REQUIREMENT 1
Answer these questions from the scanning keyboard post.
(a) What value does the output word have when no key is down?
(b) What frequency is suggested for the clock circuit?
(c) How many keys does the keyboard to be scanned have?
REQUIREMENT 2
Reproduce the passage of the scanning keyboard post starting at "[Clive Jones]" and ending at "this should'nt work.".

SELECTED TEXT
┄┄┄┄┄┄┄┄┄┄┄┄┄┄┄┄┄┄┄┄

DIY Digital Scanning Keyboard (Cor Blimey!)

[Clive Jones]

Okay then - since Digisound nicked my Digital note generator design and   
I'm sueing the pants off them (just kidding), I've just come up with   
(literally!) a digital keyboard which is self scanning and requires no uP   
overhead. The design outputs an 8 bit data word representing the keys   
"down", no key down=word value of 00h, it's all theory as I do more of   
this than wave a soldering iron around nowadays, but, I see no reason why   
this should'nt work.

1 - Build a clock circuit around 500khz, this should scan each key on a   
64 (yep, I know it should be 61 but 8x8 - yes?) keyboard every 7.8Khz,   
plenty of time! The keyboard scan will occur every *other* event, the   
non-keyboard scan event time or "blanking" period will be used for the   
interface device to access the scan results from RAM e.g scan keyboard,   
rest (one full keyboard scan event time - read results), scan   
keyboard.....

┄┄┄┄┄┄┄┄┄┄┄┄┄┄┄┄┄┄┄┄

DATA
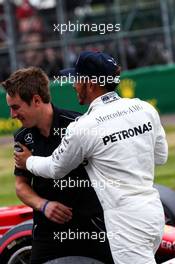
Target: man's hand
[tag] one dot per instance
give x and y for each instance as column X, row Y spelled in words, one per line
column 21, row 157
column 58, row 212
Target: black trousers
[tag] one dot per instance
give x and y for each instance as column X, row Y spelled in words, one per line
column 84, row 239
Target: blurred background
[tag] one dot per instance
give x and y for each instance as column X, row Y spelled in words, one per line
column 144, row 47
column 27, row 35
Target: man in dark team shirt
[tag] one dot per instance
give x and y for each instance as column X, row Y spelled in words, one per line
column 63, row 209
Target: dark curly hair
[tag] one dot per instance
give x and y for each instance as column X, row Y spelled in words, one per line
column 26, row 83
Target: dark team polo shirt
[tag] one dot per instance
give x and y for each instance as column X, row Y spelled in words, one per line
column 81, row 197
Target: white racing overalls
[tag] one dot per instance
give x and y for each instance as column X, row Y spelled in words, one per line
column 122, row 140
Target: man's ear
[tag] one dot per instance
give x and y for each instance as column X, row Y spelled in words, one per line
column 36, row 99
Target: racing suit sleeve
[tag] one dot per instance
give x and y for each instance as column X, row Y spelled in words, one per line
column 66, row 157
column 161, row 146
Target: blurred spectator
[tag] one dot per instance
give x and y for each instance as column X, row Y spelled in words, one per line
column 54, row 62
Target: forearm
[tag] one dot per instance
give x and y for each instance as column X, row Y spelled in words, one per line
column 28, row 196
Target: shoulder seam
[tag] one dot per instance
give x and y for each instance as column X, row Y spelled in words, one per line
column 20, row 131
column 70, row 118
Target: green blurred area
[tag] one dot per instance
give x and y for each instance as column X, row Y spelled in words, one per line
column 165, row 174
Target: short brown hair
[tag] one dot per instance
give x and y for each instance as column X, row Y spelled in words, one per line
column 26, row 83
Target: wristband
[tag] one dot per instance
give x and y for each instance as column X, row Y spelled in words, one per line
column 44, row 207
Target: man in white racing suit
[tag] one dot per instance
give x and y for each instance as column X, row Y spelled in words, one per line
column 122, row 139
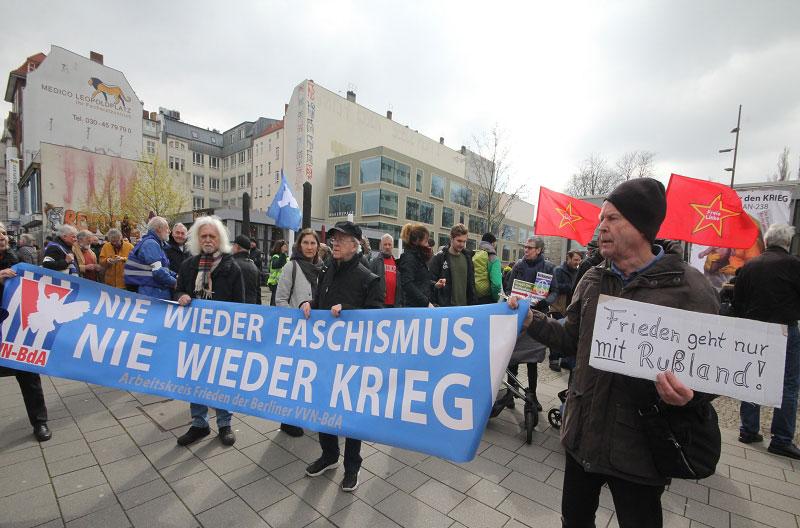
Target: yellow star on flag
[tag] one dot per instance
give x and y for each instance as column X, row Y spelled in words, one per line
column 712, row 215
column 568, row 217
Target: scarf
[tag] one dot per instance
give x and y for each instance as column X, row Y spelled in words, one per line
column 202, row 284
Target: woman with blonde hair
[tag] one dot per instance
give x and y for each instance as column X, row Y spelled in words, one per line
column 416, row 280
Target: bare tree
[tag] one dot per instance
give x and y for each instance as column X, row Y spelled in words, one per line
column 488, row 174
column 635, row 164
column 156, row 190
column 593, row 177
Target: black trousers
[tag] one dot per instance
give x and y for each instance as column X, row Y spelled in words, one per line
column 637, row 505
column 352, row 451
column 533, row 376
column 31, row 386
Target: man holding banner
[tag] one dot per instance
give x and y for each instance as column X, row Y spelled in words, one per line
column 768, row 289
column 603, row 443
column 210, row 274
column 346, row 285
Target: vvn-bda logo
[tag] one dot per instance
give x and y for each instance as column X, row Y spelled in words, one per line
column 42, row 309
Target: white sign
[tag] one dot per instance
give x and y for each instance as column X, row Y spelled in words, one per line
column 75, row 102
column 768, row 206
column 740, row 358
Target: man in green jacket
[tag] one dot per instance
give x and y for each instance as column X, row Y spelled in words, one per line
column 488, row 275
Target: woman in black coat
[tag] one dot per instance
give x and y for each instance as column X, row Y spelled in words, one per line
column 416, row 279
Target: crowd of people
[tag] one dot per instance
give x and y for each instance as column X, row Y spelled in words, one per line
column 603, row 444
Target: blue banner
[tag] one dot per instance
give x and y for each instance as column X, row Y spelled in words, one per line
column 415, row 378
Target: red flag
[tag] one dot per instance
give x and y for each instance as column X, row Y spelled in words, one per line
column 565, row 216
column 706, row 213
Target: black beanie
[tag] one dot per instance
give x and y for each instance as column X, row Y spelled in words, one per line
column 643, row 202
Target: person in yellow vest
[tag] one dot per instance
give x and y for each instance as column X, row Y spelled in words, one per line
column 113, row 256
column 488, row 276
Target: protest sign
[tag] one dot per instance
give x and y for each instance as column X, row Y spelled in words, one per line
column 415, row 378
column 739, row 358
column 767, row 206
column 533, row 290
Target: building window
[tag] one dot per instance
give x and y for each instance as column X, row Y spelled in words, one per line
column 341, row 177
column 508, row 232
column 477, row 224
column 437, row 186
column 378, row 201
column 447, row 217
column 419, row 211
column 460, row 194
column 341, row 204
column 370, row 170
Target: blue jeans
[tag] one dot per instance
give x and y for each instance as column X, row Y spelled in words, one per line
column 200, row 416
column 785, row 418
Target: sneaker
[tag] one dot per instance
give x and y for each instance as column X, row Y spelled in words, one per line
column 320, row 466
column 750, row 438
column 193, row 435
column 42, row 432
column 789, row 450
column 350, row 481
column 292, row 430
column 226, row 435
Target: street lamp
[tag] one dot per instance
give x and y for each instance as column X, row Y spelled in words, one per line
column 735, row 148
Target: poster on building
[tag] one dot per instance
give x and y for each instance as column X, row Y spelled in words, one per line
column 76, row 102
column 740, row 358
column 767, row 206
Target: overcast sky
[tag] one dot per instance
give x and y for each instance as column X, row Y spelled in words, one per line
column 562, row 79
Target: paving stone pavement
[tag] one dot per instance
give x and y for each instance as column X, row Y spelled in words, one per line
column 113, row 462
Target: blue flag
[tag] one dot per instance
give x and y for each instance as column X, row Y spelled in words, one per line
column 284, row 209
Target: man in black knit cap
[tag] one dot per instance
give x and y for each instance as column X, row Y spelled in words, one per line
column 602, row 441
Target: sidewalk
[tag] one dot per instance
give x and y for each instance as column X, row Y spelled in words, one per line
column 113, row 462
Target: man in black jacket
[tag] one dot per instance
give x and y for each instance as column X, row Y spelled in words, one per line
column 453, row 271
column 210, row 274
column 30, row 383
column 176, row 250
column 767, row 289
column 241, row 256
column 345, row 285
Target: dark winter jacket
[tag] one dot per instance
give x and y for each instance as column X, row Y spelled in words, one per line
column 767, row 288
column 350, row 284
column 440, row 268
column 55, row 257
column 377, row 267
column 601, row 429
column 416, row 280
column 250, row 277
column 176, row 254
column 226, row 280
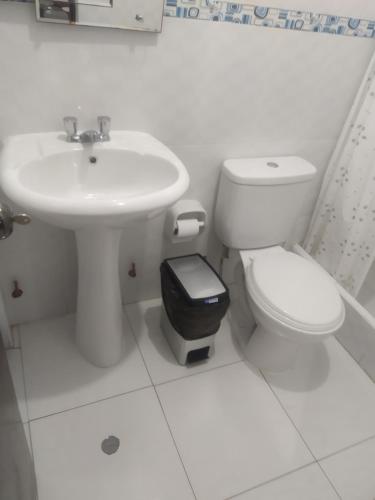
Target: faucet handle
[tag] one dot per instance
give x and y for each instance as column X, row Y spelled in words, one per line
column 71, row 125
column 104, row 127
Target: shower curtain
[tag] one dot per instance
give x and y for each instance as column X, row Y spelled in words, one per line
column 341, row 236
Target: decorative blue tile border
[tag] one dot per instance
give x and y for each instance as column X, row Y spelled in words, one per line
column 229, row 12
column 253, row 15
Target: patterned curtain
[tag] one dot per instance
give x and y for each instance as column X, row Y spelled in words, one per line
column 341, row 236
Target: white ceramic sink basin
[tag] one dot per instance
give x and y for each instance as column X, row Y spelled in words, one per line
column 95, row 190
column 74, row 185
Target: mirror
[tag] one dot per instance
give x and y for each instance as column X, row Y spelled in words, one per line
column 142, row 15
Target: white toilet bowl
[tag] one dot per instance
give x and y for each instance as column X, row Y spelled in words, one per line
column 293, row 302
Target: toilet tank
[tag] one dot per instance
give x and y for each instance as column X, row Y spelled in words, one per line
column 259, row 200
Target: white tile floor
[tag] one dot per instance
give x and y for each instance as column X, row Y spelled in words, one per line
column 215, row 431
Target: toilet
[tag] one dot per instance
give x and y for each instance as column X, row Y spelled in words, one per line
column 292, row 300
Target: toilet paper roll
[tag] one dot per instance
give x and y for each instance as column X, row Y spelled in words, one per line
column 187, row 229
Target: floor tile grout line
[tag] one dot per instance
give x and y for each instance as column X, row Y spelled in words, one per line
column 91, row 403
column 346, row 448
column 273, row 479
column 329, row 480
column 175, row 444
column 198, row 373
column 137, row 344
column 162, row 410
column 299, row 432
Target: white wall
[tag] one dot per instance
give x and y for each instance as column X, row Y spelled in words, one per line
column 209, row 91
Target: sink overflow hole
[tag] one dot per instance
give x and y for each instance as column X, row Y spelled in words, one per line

┄┄┄┄┄┄┄┄┄┄┄┄┄┄┄┄┄┄┄┄

FULL ANSWER 1
(a) 00h
(b) Around 500khz
(c) 64 (8x8)

FULL ANSWER 2
[Clive Jones]

Okay then - since Digisound nicked my Digital note generator design and   
I'm sueing the pants off them (just kidding), I've just come up with   
(literally!) a digital keyboard which is self scanning and requires no uP   
overhead. The design outputs an 8 bit data word representing the keys   
"down", no key down=word value of 00h, it's all theory as I do more of   
this than wave a soldering iron around nowadays, but, I see no reason why   
this should'nt work.